***** Fragmento seleccionado *****

A partir de ahí fui un fumador empedernido. Cuando me licencié, aquí en la península, no había más cigarrillos hechos que los “ideales”, envueltos en papel amarillo. (“Papel de trigo”, decía en la cajetillas, como invitándonos a comerlo.) El resto era picadura empaquetada y “Diana” y “Caldo” sin liar. Los “ideales” eran pura leña. Pienso que en lugar de con la hoja, los hacían con el tronco de la planta triturado. Pero como yo no había aprendido a liar cigarrillos fumé tanto de aquella mierda que terminé considerándola exquisita. Después aparecieron los “Celtas” cortos y largos y algunas otras marcas hasta llegar a los “Ducados” que se consolidaron como el tabaco negro por excelencia en España. ¡Madre mía, cuanto humo tragué!

Llegué a fumar tres paquetes de Ducados al día, porque mi profesión dio pié para ello. Como inspector de radio lechero que fui, siempre tuve que madrugar por lo que generalmente a las seis de la mañana ya estaba yo todos los días con el cigarro en la boca. Luego en las cuadras de los ganaderos con el palique, y el toma, fuma, de unos y otros… Al cabo de unos años tenía en el pecho un “coscojo” de mucho cuidado.

***** Datos proporcionados *****

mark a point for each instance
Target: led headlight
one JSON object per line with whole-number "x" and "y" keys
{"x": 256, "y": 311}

*****

▶ _Problema 1_
Según el fragmento seleccionado, ¿cuántos paquetes de Ducados llegó a fumar al día quien narra?
▶ _Problema 2_
Indica si cada afirmación coincide con el fragmento seleccionado y cita las palabras que lo deciden: (a) Los cigarrillos "ideales" venían envueltos en papel amarillo. (b) Quien narra sabía liar cigarrillos. (c) Quien narra solía tener un cigarro en la boca a las seis de la mañana.
▶ _Problema 3_
Cita sin cambios el tramo del fragmento seleccionado que empieza con "A partir de" y llega hasta "cuanto humo tragué!".

▶ _Resultado del ejercicio 1_
Tres paquetes al día.

▶ _Resultado del ejercicio 2_
(a) Sí: "envueltos en papel amarillo".
(b) No: "como yo no había aprendido a liar cigarrillos".
(c) Sí: "generalmente a las seis de la mañana ya estaba yo todos los días con el cigarro en la boca".

▶ _Resultado del ejercicio 3_
A partir de ahí fui un fumador empedernido. Cuando me licencié, aquí en la península, no había más cigarrillos hechos que los “ideales”, envueltos en papel amarillo. (“Papel de trigo”, decía en la cajetillas, como invitándonos a comerlo.) El resto era picadura empaquetada y “Diana” y “Caldo” sin liar. Los “ideales” eran pura leña. Pienso que en lugar de con la hoja, los hacían con el tronco de la planta triturado. Pero como yo no había aprendido a liar cigarrillos fumé tanto de aquella mierda que terminé considerándola exquisita. Después aparecieron los “Celtas” cortos y largos y algunas otras marcas hasta llegar a los “Ducados” que se consolidaron como el tabaco negro por excelencia en España. ¡Madre mía, cuanto humo tragué!